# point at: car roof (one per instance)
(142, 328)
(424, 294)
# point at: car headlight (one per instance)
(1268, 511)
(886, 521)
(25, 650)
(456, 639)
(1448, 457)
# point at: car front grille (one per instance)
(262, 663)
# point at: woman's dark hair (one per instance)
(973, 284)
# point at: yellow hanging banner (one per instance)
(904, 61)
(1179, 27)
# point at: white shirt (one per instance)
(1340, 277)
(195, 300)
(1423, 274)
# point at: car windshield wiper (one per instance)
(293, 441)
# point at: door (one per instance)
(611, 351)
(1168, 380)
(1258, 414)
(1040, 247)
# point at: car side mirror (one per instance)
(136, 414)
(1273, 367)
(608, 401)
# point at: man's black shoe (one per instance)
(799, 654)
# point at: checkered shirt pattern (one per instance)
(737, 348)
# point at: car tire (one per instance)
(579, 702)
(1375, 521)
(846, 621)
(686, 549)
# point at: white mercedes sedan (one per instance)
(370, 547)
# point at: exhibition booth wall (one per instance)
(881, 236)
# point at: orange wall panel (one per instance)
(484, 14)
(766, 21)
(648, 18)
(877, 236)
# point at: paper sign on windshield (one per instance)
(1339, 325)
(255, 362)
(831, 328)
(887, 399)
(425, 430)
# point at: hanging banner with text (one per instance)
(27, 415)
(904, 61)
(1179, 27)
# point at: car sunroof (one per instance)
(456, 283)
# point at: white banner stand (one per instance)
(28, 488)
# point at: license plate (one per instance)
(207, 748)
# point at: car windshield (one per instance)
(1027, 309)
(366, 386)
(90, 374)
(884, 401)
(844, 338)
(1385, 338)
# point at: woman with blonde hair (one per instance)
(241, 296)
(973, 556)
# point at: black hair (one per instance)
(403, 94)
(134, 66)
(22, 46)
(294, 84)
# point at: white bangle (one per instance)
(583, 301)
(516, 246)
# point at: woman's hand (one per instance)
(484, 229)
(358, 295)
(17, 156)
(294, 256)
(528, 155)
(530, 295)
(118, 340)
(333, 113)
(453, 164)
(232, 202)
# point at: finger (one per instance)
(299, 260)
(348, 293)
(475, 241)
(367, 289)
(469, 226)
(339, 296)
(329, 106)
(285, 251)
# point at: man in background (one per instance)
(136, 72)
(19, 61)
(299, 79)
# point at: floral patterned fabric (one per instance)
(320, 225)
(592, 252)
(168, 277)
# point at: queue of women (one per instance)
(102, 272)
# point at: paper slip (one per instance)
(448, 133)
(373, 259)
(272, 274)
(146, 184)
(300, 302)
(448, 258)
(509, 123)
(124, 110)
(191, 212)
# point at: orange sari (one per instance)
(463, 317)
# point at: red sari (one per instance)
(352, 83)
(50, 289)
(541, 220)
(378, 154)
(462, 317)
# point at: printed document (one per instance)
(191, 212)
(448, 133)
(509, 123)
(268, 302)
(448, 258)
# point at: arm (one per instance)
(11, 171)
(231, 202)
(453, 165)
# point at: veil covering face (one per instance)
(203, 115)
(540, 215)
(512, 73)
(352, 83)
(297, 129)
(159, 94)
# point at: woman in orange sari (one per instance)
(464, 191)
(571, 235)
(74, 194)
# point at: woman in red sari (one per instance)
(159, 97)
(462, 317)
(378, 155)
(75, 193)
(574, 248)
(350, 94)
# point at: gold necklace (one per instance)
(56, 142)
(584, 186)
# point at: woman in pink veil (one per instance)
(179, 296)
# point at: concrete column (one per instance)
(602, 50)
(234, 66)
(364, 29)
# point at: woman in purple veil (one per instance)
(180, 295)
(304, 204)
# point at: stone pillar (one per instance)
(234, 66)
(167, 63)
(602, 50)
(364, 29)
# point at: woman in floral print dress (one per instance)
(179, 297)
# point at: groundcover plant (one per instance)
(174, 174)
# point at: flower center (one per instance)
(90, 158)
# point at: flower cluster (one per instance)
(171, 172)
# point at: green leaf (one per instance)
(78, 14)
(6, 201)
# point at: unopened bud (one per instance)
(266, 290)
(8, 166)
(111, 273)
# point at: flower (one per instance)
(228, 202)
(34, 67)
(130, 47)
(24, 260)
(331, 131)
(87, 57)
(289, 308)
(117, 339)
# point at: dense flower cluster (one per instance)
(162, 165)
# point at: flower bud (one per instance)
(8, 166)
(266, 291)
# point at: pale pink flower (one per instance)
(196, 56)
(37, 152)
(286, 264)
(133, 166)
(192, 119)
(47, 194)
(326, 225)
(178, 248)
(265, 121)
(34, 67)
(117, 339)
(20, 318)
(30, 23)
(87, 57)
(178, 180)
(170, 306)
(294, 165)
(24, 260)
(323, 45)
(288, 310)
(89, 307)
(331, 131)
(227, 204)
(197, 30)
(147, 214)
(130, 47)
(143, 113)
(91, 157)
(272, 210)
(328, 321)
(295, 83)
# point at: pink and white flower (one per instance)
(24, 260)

******************************

Could you reproduce every record exactly as shown above?

# point at: car roof (one per instance)
(142, 328)
(424, 294)
# point at: car headlight (one per instance)
(1268, 511)
(886, 521)
(25, 650)
(456, 639)
(1448, 457)
# point at: car front grille (one per instance)
(262, 663)
# point at: woman's dark hair (one per instance)
(973, 284)
# point at: yellow hanging banner (one per instance)
(904, 61)
(1179, 27)
# point at: white shirt (one per instance)
(1340, 277)
(195, 300)
(1423, 274)
# point at: car windshield wiper (one per instance)
(293, 441)
# point at: door (one per instance)
(611, 351)
(1168, 380)
(1258, 414)
(1040, 247)
# point at: car side mirror (one per instance)
(136, 414)
(1273, 367)
(608, 401)
# point at: man's black shoe (one per instance)
(799, 654)
# point at: checkered shirt pattern (one per instance)
(737, 348)
# point at: car tire (one per instance)
(579, 702)
(1375, 521)
(846, 621)
(686, 549)
# point at: white mercedes sedan (one per instance)
(370, 547)
# point at: exhibition booth wall (one per instance)
(881, 236)
# point at: orange wall panel (one per instance)
(484, 14)
(766, 21)
(648, 18)
(877, 236)
# point at: paper sign on windshield (one per instance)
(1339, 325)
(255, 362)
(831, 328)
(887, 399)
(425, 430)
# point at: hanging banner with text (one per instance)
(27, 415)
(904, 61)
(1179, 27)
# point at: car sunroof (one per instance)
(456, 283)
# point at: white banner stand (one per instance)
(28, 488)
# point at: license plate (one per instance)
(207, 748)
# point at: car windshield (one per instance)
(1027, 309)
(366, 386)
(90, 374)
(884, 401)
(844, 338)
(1385, 338)
# point at: woman with blonde hair (one per instance)
(241, 296)
(973, 556)
# point at: black hair (one per instance)
(403, 94)
(134, 66)
(22, 46)
(294, 84)
# point at: white bangle (one per instance)
(583, 301)
(516, 246)
# point at: woman's hand (one per instance)
(484, 229)
(358, 295)
(17, 156)
(294, 256)
(528, 155)
(530, 295)
(118, 340)
(333, 113)
(453, 164)
(232, 202)
# point at: finger (one per instance)
(299, 260)
(348, 293)
(475, 241)
(367, 289)
(469, 226)
(339, 296)
(329, 106)
(285, 251)
# point at: man in background (one per instance)
(136, 72)
(19, 61)
(299, 79)
# point at: floral patterned fabric (one per instance)
(320, 225)
(592, 252)
(168, 277)
# point at: queue of women (one per instance)
(102, 272)
# point at: paper slip (one per instance)
(448, 133)
(373, 259)
(272, 274)
(146, 184)
(300, 302)
(448, 258)
(509, 123)
(124, 110)
(191, 212)
# point at: orange sari (one per instance)
(463, 317)
# point at: red sari (one per instance)
(352, 83)
(50, 289)
(541, 220)
(378, 154)
(462, 317)
# point at: printed document (one per instance)
(191, 212)
(448, 133)
(509, 123)
(268, 302)
(448, 258)
# point at: arm (one per instance)
(11, 171)
(231, 202)
(453, 165)
# point at: veil covering face (one per instance)
(203, 115)
(540, 215)
(512, 73)
(352, 83)
(297, 129)
(159, 94)
# point at: woman in orange sari (one per instance)
(464, 191)
(571, 235)
(74, 194)
# point at: woman in red sari (one per instance)
(159, 97)
(462, 317)
(378, 155)
(75, 193)
(574, 248)
(350, 94)
# point at: gold necklace (one per instance)
(56, 142)
(584, 186)
# point at: woman in pink veil (one per instance)
(179, 296)
# point at: concrete column (one per instance)
(602, 50)
(234, 66)
(364, 29)
# point at: woman in purple veil (one per instance)
(180, 295)
(304, 204)
# point at: stone pillar (one per instance)
(234, 66)
(167, 63)
(602, 50)
(364, 29)
# point at: woman in floral print dress (one per instance)
(179, 297)
# point at: groundcover plant (one per instance)
(174, 174)
# point at: flower center (one per instance)
(90, 158)
# point at: flower cluster (one per instance)
(171, 172)
# point at: green leaf (one per instance)
(78, 14)
(6, 201)
# point at: unopened bud (one per instance)
(266, 290)
(8, 166)
(111, 273)
# point at: flower (one per instance)
(228, 202)
(34, 67)
(130, 47)
(24, 260)
(331, 131)
(87, 57)
(289, 308)
(117, 339)
# point at: dense flower cluster (one per instance)
(162, 165)
# point at: flower bud (one per instance)
(8, 166)
(266, 291)
# point at: pale pink flower (one per instance)
(196, 56)
(37, 152)
(286, 264)
(133, 166)
(192, 119)
(47, 194)
(326, 225)
(178, 248)
(265, 121)
(34, 67)
(117, 339)
(20, 318)
(30, 23)
(87, 57)
(178, 180)
(170, 306)
(294, 165)
(24, 260)
(323, 45)
(288, 310)
(89, 307)
(331, 131)
(227, 204)
(197, 30)
(147, 214)
(130, 47)
(143, 113)
(91, 157)
(272, 210)
(328, 321)
(295, 83)
# point at: pink and white flower (one per instance)
(24, 260)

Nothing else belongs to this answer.